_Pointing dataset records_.
....................
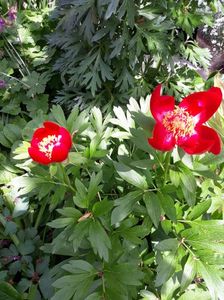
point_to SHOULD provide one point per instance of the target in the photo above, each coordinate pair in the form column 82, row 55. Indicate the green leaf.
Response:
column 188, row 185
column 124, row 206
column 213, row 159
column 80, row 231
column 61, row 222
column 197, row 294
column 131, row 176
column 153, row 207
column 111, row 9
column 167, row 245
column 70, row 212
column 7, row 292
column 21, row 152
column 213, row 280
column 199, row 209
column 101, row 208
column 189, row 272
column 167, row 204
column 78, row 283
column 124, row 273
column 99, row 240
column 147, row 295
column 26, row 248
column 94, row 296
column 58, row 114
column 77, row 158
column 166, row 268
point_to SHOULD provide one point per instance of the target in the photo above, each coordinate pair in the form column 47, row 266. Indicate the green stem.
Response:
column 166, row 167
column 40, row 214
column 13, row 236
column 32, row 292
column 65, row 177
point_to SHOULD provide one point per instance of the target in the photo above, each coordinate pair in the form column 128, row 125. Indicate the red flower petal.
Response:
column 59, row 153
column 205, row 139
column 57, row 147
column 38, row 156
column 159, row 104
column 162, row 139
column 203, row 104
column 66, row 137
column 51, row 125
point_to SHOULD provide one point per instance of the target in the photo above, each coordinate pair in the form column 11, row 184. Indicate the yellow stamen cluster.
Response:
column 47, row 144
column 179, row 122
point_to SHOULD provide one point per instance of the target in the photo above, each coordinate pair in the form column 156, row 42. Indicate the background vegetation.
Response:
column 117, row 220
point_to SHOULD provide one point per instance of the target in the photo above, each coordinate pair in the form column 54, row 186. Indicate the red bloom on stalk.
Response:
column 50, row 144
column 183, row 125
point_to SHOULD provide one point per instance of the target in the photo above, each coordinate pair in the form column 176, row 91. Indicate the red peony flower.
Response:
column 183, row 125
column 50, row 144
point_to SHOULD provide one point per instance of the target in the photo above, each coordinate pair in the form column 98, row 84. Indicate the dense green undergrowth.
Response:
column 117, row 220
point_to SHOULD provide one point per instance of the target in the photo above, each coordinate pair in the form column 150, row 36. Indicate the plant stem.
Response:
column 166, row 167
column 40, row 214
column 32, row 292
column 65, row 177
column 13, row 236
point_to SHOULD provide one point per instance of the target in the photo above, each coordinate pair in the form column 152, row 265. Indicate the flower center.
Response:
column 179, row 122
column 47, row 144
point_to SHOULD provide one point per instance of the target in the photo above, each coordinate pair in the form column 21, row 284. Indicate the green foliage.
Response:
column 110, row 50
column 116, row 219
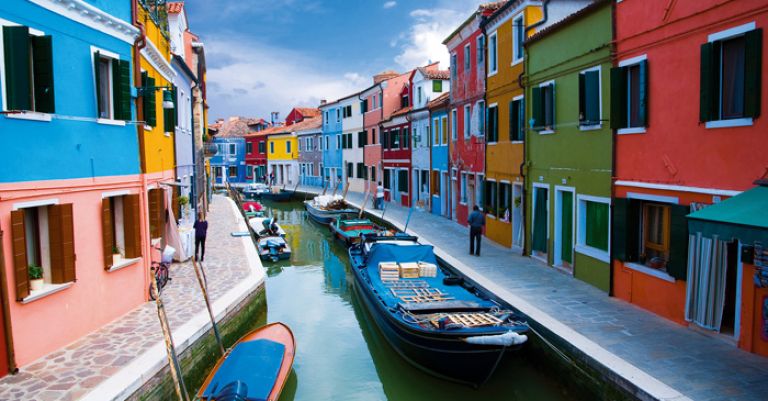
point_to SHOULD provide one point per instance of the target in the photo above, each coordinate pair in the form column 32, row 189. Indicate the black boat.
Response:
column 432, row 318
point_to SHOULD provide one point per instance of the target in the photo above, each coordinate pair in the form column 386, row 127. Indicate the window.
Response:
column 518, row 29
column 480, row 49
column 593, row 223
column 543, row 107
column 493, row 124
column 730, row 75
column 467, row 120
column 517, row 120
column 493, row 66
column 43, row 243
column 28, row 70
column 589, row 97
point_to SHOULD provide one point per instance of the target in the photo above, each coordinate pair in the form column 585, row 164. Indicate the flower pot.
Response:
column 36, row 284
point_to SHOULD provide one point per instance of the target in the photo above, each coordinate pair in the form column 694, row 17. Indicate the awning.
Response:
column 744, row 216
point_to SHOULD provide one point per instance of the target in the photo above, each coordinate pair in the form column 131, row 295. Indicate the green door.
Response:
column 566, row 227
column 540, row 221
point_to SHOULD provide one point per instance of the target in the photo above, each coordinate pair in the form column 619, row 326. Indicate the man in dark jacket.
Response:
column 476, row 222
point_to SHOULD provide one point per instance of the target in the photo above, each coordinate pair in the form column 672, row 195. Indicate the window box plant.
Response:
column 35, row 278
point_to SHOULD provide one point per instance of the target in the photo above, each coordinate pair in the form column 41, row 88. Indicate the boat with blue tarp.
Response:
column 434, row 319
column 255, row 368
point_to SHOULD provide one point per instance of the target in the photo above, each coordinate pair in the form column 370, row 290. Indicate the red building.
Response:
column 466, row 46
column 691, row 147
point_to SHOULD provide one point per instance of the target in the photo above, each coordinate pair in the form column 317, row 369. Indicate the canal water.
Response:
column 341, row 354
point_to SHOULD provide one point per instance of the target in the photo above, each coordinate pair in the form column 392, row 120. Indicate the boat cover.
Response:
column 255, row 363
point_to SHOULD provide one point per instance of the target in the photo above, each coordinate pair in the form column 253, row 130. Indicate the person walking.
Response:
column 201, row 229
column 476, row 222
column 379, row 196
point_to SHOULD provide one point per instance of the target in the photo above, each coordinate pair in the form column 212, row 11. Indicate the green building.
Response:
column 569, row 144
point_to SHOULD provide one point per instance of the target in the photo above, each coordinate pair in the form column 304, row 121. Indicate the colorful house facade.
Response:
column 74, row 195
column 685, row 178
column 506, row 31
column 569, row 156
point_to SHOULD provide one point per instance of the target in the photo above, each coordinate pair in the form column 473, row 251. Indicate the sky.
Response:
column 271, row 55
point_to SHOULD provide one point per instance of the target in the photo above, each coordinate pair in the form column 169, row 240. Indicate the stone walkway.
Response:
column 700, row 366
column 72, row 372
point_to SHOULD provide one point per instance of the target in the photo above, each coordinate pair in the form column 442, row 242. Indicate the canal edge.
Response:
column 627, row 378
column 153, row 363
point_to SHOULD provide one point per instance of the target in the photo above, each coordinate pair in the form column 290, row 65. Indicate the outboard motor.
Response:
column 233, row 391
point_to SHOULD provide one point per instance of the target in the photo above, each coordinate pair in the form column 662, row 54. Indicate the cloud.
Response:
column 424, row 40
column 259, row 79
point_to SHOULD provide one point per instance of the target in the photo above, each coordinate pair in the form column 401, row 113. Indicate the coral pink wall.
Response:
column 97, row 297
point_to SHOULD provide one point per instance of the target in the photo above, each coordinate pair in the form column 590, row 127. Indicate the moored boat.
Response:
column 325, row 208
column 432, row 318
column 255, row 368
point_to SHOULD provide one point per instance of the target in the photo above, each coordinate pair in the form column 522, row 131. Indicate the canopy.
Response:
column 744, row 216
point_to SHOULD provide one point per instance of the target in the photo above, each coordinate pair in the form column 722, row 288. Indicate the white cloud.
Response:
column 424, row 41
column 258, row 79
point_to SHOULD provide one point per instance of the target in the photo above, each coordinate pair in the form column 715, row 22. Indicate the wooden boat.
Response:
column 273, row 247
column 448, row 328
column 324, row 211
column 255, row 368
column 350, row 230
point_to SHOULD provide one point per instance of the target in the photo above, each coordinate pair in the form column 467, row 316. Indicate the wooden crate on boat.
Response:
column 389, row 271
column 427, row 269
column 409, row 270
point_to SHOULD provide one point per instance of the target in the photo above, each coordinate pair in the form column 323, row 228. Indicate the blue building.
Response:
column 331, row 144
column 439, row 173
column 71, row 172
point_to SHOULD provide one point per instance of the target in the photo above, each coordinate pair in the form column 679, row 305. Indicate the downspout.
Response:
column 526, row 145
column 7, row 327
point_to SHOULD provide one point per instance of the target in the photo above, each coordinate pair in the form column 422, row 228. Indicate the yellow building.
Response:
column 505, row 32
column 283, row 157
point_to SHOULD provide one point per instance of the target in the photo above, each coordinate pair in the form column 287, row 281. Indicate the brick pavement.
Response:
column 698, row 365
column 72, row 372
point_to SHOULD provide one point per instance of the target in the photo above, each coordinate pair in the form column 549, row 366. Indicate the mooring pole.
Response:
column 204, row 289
....................
_WHAT IS BEING ASKED_. Copy the data from the line containing "the flower center." through the line containing "column 589, row 97", both included, and swap "black boat" for "gray boat" while keeping everything else unchanged. Leave out the pictures.

_OUTPUT_.
point_to SHOULD provide one point per instance of the target in the photo above, each coordinate pair in the form column 152, row 265. Indicate the flower center.
Response:
column 179, row 122
column 47, row 144
point_to SHOULD provide one point per instance of the target in the photo above, each coordinate pair in the form column 21, row 284. Indicate the green foliage.
Response:
column 110, row 50
column 116, row 219
point_to SHOULD provide one point per instance of the target in the photo above, each coordinate pair in the form column 32, row 189. Indicate the gray boat.
Response:
column 432, row 318
point_to SHOULD provide one point per instance of the target in the photo above, each coordinate pair in the form column 386, row 127. Indicate the window.
Response:
column 518, row 29
column 480, row 49
column 593, row 223
column 543, row 107
column 493, row 124
column 730, row 75
column 467, row 120
column 517, row 120
column 493, row 66
column 43, row 243
column 28, row 70
column 589, row 97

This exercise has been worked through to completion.